**EXERCISE BRIEF:**
Your reply should consist solely of the lines from the one containing "Mark a point" through the end of the data, restated word for word.

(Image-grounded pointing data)
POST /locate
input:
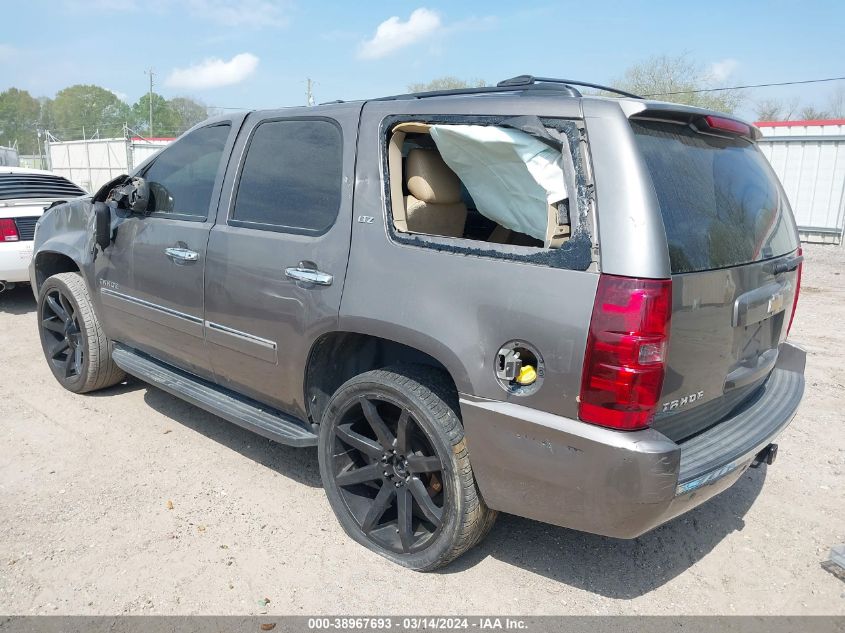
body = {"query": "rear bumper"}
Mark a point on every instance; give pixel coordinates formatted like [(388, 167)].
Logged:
[(14, 261), (614, 483)]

**WRITTEN RESPONSE:**
Mark a point on every instance; give pixel coordinates formatted like [(388, 167)].
Logged:
[(14, 261), (614, 483)]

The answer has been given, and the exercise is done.